Excerpts from location labeling data:
§ §
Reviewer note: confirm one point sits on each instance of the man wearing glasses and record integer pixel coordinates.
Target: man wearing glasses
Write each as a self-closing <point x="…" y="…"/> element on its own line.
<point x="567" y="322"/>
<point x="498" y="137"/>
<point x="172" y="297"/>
§ §
▸ **THE REQUEST**
Return every row above unchanged, character for character.

▸ **WRITTEN ANSWER**
Reviewer note: confirm one point sits on each instance of the man wearing glasses and record integer pixel coordinates.
Target: man wearing glasses
Write each as a self-closing <point x="…" y="…"/> element on its own line.
<point x="567" y="322"/>
<point x="498" y="137"/>
<point x="172" y="297"/>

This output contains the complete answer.